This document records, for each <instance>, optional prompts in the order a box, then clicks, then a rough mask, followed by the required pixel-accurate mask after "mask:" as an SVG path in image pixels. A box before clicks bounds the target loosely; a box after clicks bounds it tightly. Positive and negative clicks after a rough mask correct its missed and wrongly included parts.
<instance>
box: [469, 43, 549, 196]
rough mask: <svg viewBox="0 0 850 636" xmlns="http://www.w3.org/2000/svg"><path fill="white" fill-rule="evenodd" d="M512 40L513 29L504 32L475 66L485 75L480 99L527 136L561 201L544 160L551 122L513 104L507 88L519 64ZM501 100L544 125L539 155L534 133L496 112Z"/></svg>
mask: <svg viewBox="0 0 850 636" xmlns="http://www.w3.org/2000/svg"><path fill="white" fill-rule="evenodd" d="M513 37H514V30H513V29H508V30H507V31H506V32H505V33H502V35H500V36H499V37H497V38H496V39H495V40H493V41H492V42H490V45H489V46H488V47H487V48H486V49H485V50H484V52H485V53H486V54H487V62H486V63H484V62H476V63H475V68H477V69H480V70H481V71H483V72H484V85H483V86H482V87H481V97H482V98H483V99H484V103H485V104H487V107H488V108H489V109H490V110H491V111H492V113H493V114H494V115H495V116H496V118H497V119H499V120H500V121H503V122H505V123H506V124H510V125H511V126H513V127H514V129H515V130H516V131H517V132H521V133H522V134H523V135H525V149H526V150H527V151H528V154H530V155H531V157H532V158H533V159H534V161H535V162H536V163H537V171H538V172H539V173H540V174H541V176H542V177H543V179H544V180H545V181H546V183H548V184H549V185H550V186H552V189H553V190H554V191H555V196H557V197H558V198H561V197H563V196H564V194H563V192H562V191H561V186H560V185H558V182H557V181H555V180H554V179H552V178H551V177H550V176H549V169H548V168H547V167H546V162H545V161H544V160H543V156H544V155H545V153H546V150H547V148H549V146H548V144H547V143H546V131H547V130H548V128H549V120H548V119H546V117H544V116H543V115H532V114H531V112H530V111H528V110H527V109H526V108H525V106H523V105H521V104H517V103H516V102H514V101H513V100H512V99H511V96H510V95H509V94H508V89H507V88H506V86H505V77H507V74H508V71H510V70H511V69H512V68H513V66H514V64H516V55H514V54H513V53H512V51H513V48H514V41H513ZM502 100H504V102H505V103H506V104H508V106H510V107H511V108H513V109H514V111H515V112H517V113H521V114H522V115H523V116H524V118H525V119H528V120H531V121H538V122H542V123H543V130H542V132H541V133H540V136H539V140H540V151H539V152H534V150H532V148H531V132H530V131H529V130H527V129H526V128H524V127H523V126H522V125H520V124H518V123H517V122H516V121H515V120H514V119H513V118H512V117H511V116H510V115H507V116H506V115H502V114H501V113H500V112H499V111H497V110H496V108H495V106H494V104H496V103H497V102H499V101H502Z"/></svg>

# [WORK REQUIRED]
All of the material is to be copied word for word.

# [EXPECTED ANSWER]
This document records, for each <instance>, optional prompts in the order a box, then clicks, then a rough mask, followed by the required pixel-accurate mask after "mask:" as an SVG path in image pixels. A box before clicks bounds the target loosely; a box after clicks bounds it tightly. Positive and negative clicks after a rough mask correct its missed and wrongly included parts.
<instance>
box: [469, 43, 549, 196]
rough mask: <svg viewBox="0 0 850 636" xmlns="http://www.w3.org/2000/svg"><path fill="white" fill-rule="evenodd" d="M512 40L513 29L504 32L475 66L485 75L480 99L527 136L561 201L544 160L551 122L513 104L507 88L519 64ZM501 100L544 125L539 155L534 133L496 112Z"/></svg>
mask: <svg viewBox="0 0 850 636" xmlns="http://www.w3.org/2000/svg"><path fill="white" fill-rule="evenodd" d="M513 37H514V30H513V29H508V30H507V31H506V32H505V33H502V35H500V36H499V37H497V38H496V39H495V40H493V41H492V42H490V45H489V46H488V47H487V48H486V49H485V50H484V52H485V53H486V54H487V62H486V63H484V62H476V63H475V68H477V69H480V70H481V71H483V72H484V85H483V86H482V87H481V97H482V98H483V99H484V103H485V104H487V107H488V108H489V109H490V110H491V111H492V113H493V114H494V115H495V116H496V118H497V119H499V120H500V121H503V122H505V123H506V124H510V125H511V126H513V127H514V129H515V130H516V131H517V132H521V133H522V134H523V135H525V149H526V150H527V151H528V154H530V155H531V157H532V158H533V159H534V161H535V162H536V163H537V171H538V172H539V173H540V174H541V176H542V177H543V179H544V180H545V181H546V183H548V184H549V185H550V186H552V189H553V190H554V191H555V196H557V197H558V198H561V197H563V196H564V194H563V192H562V191H561V186H560V185H558V182H557V181H555V180H554V179H552V178H551V177H550V176H549V169H548V168H547V167H546V162H545V161H544V160H543V156H544V155H545V153H546V150H547V148H549V146H548V144H547V143H546V131H547V130H548V128H549V120H548V119H546V117H544V116H543V115H532V114H531V112H530V111H528V110H527V109H526V108H525V106H523V105H521V104H517V103H516V102H514V101H513V100H512V99H511V96H510V95H509V94H508V89H507V88H506V86H505V77H507V74H508V71H510V70H511V69H512V68H513V66H514V64H516V55H514V54H513V53H512V51H513V48H514V41H513ZM502 100H504V102H505V103H506V104H508V106H510V107H511V108H513V109H514V111H515V112H517V113H521V114H522V115H523V116H524V118H525V119H528V120H531V121H538V122H542V123H543V130H542V132H541V133H540V136H539V140H540V151H539V152H534V150H532V148H531V132H530V131H529V130H527V129H526V128H524V127H523V126H522V125H520V124H518V123H517V122H516V121H515V120H514V119H513V118H512V117H511V116H510V115H507V116H506V115H502V114H501V113H500V112H499V111H497V110H496V108H495V106H494V104H496V103H497V102H499V101H502Z"/></svg>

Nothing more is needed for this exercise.